** How to complete this task **
Nothing but the lines below between the line holding "task | put a marker on each instance of the wasp" and the line holding "x=194, y=159", inclusive, should appear in the answer, each set down exactly.
Start of Data extract
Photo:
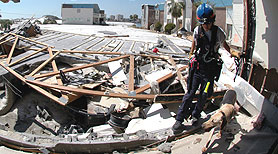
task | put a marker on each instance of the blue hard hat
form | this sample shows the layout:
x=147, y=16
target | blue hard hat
x=205, y=14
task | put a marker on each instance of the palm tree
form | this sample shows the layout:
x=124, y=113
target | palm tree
x=176, y=9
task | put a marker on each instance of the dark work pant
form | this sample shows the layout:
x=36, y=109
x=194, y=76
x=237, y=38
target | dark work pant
x=187, y=107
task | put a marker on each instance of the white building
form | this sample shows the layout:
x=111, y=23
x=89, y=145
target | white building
x=238, y=23
x=112, y=18
x=185, y=20
x=119, y=17
x=87, y=14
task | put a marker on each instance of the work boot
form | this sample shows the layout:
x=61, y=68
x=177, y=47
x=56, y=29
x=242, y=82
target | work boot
x=178, y=127
x=194, y=121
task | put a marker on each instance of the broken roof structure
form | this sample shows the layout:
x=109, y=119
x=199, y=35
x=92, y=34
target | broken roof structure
x=73, y=93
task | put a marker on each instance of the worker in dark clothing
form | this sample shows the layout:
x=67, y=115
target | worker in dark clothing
x=205, y=65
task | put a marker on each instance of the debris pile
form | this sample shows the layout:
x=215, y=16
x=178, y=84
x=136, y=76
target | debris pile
x=95, y=83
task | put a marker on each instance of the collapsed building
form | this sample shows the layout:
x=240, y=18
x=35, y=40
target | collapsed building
x=70, y=93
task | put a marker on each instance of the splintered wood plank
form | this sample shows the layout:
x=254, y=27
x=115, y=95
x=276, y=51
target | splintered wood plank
x=92, y=52
x=142, y=89
x=180, y=76
x=95, y=44
x=91, y=92
x=42, y=91
x=12, y=51
x=4, y=36
x=82, y=43
x=25, y=57
x=131, y=74
x=80, y=67
x=71, y=96
x=7, y=40
x=44, y=63
x=54, y=66
x=29, y=39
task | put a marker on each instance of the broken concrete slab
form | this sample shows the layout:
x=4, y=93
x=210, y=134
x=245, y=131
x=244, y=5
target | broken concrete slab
x=156, y=116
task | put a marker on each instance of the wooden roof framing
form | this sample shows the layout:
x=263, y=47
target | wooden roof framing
x=69, y=93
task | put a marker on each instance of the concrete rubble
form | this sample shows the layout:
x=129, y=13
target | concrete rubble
x=73, y=93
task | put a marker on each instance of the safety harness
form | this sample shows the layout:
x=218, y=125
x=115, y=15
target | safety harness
x=205, y=57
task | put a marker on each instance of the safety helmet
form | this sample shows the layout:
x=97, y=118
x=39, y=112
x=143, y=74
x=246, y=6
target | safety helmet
x=205, y=14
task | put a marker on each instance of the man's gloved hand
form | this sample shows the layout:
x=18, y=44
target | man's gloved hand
x=190, y=55
x=235, y=53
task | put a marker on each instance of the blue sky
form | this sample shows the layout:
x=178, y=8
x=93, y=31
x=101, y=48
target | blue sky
x=28, y=8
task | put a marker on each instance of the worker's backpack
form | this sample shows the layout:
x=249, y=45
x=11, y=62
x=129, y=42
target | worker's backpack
x=207, y=58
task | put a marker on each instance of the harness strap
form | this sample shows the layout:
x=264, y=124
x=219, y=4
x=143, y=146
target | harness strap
x=224, y=118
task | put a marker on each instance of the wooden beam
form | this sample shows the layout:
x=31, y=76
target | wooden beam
x=25, y=57
x=29, y=39
x=95, y=44
x=90, y=92
x=54, y=66
x=92, y=52
x=44, y=63
x=4, y=36
x=131, y=74
x=12, y=51
x=42, y=91
x=80, y=67
x=82, y=43
x=71, y=96
x=142, y=89
x=9, y=39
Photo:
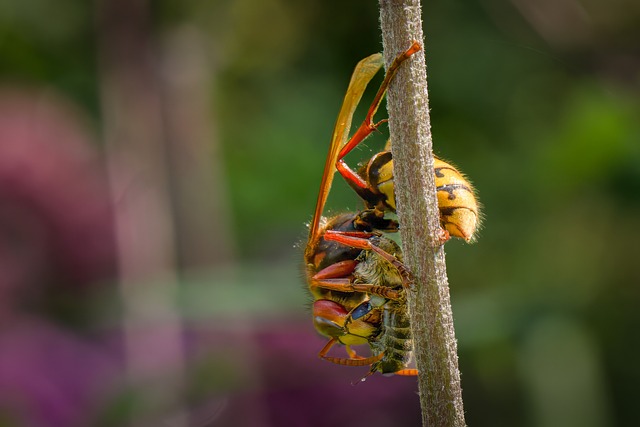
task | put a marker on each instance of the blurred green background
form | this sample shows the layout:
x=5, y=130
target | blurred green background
x=205, y=126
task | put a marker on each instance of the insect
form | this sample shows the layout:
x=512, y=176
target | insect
x=459, y=208
x=355, y=273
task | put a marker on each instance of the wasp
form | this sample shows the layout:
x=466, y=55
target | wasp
x=355, y=273
x=457, y=201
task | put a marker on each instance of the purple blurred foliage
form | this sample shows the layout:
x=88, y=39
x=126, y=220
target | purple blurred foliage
x=50, y=377
x=56, y=236
x=56, y=224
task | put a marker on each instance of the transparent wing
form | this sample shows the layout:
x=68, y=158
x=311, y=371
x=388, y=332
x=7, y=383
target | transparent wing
x=362, y=75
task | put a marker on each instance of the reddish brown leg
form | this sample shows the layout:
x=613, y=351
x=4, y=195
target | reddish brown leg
x=344, y=285
x=407, y=372
x=362, y=243
x=368, y=126
x=350, y=361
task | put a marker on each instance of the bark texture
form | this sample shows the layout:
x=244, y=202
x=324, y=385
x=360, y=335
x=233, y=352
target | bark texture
x=429, y=303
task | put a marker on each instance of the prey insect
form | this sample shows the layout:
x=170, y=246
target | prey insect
x=355, y=273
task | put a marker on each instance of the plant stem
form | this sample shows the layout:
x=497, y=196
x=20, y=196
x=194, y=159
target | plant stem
x=429, y=303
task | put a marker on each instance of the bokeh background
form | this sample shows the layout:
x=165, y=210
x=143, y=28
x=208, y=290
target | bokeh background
x=159, y=161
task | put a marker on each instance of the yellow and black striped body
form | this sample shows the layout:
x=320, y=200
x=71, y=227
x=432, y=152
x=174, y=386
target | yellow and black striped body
x=393, y=338
x=459, y=207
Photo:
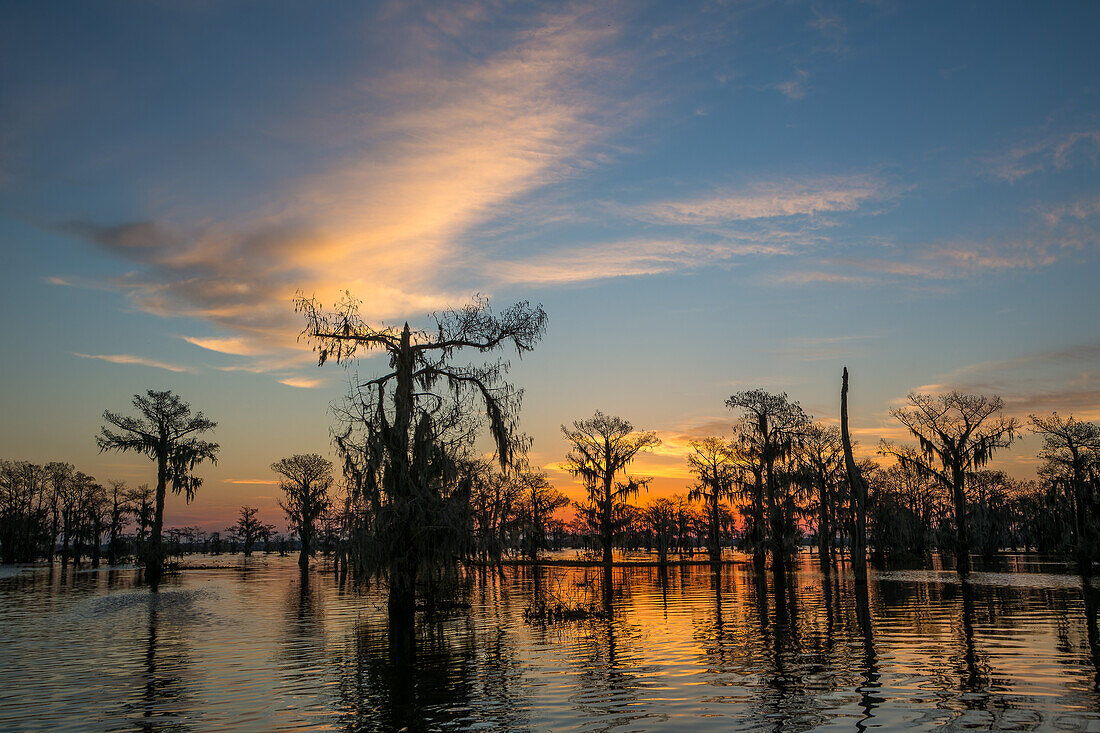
End of Data extract
** Expected answer **
task | put a marker on each instance of the wasp
form | this sample shows the layout:
x=466, y=55
target | wasp
x=355, y=273
x=457, y=201
task | put a marker on each instance of the purple blurred foliage
form | this sample shows the layout:
x=88, y=39
x=126, y=220
target | purple blurred foliage
x=50, y=377
x=56, y=236
x=56, y=224
task | put a marker on each instance of the transparent wing
form | this sample shows the layout:
x=68, y=158
x=311, y=371
x=388, y=332
x=7, y=383
target | transparent wing
x=362, y=75
task | put a marker on each instance of the reddish brown leg
form | this sample shows the layout:
x=613, y=351
x=4, y=195
target | reddish brown leg
x=344, y=285
x=407, y=372
x=362, y=243
x=368, y=126
x=350, y=361
task | put a marker on each instance of the bark texture
form | this sample shows the layout:
x=244, y=202
x=324, y=385
x=360, y=335
x=233, y=352
target | bark texture
x=429, y=303
task | put a marker on each instance of the prey insect
form | this sample shows the layout:
x=170, y=246
target | prey insect
x=355, y=273
task | put a marker on each instance of the plant stem
form | this sample shows the layout:
x=497, y=196
x=20, y=196
x=194, y=159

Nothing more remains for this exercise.